Which of the lines below include "negative"? Each one should be copied out.
+++ PROVIDED DATA +++
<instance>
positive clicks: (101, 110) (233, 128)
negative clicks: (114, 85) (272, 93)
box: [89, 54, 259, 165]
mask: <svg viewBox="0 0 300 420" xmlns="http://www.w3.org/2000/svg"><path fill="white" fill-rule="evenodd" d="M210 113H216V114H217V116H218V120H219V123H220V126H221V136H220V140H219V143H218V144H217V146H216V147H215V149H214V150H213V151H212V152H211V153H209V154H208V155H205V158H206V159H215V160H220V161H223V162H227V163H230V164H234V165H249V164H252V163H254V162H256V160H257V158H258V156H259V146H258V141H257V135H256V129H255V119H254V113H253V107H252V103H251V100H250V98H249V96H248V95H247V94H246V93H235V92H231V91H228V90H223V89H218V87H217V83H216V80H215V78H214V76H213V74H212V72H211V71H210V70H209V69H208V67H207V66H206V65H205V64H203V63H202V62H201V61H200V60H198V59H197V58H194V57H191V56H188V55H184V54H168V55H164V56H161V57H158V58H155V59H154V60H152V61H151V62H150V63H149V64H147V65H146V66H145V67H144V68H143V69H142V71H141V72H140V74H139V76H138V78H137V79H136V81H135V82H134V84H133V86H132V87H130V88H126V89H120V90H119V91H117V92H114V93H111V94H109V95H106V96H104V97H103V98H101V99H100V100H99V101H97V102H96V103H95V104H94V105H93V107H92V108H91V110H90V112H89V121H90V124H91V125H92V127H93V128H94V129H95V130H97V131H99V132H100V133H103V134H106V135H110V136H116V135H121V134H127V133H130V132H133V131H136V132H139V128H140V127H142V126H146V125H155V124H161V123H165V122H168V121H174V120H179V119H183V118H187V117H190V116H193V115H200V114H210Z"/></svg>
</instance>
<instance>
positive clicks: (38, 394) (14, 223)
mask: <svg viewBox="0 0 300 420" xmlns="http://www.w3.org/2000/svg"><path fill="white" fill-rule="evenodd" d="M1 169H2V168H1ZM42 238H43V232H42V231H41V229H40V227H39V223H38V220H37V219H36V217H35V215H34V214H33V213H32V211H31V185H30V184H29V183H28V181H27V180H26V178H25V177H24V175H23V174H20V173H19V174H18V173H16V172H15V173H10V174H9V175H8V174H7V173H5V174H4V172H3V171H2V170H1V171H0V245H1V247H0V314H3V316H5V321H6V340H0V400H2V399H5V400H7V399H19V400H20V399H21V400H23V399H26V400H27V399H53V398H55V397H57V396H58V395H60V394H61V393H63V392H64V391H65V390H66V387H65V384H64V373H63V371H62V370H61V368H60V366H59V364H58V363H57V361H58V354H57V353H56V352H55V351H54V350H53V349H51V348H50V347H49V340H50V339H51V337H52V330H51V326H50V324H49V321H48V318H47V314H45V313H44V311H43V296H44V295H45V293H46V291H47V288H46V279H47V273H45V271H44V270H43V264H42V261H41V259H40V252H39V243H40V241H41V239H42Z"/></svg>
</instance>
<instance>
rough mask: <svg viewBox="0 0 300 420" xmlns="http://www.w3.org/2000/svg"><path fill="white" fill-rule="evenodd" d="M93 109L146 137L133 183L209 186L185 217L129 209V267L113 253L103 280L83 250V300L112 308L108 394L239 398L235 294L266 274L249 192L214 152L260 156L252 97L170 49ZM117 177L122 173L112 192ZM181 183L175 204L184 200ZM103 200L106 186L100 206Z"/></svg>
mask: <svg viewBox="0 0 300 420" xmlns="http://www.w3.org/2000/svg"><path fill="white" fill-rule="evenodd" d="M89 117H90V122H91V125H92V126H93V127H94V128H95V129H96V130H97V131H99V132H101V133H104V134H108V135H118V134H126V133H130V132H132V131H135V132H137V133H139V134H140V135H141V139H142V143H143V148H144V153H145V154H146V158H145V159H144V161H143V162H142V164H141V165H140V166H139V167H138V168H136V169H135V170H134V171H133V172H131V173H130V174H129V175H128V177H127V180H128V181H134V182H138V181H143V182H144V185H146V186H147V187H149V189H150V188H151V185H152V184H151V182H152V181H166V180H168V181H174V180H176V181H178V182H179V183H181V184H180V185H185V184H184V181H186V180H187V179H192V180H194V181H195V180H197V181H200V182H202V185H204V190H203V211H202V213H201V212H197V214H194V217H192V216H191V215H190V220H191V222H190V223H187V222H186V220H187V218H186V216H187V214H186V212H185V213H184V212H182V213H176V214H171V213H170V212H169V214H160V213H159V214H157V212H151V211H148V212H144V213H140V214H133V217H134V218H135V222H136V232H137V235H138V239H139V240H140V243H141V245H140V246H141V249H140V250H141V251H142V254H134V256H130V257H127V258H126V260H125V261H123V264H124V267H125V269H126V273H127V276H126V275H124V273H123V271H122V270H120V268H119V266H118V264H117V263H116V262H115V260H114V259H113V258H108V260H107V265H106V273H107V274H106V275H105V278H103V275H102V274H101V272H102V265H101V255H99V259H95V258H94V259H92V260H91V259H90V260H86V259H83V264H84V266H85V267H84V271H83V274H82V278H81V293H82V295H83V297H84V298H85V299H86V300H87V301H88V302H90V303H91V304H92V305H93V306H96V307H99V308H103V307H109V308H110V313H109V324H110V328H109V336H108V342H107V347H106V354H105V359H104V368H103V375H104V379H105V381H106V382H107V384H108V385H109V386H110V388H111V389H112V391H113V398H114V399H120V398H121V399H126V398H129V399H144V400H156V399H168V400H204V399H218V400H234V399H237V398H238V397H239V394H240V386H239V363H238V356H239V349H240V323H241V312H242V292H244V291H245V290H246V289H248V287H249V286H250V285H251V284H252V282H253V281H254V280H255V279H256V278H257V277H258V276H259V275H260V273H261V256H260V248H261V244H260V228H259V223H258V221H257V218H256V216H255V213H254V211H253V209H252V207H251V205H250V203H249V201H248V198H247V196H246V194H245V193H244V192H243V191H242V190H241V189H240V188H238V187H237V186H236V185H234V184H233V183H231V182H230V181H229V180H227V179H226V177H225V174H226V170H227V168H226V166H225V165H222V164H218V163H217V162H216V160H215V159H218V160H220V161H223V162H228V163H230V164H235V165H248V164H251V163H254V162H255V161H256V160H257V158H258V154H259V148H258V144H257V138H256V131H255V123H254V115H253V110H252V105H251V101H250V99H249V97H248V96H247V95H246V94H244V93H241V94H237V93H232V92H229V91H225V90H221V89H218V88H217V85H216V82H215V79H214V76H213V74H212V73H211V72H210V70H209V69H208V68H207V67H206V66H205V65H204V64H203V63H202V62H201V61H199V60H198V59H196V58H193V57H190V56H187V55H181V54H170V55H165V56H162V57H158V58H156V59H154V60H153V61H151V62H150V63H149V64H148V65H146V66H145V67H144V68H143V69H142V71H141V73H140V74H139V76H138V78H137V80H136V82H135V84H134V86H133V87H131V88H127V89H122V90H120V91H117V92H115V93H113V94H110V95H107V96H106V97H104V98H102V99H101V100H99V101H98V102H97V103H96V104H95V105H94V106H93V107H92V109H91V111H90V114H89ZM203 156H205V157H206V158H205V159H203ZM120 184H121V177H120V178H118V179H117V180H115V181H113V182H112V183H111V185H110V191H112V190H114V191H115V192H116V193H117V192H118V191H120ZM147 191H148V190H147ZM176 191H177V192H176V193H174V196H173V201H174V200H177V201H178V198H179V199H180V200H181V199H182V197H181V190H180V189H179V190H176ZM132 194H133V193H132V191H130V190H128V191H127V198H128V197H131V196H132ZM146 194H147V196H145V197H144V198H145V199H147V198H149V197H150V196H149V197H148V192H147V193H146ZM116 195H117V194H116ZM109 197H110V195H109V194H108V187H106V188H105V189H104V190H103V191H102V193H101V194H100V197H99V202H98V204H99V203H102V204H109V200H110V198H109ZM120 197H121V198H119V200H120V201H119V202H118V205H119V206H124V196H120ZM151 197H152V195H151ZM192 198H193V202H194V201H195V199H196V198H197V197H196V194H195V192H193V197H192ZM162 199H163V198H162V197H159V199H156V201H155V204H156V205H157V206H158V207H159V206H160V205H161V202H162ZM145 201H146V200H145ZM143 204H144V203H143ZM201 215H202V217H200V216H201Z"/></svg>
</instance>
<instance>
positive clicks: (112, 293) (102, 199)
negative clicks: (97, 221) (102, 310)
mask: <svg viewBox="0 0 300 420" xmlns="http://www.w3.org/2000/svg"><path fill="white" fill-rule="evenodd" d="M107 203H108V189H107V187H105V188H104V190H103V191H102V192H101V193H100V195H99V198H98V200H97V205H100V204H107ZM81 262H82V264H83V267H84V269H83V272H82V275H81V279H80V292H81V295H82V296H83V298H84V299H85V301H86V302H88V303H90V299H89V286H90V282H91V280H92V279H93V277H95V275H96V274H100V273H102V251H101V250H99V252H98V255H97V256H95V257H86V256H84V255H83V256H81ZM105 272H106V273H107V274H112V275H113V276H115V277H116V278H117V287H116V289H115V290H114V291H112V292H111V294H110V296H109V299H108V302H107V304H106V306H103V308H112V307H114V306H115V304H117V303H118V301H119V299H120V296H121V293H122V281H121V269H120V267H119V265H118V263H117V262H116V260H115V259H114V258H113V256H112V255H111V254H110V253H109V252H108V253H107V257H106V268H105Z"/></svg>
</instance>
+++
*SOLUTION TO THIS TASK*.
negative clicks: (114, 85) (272, 93)
negative clicks: (97, 221) (102, 310)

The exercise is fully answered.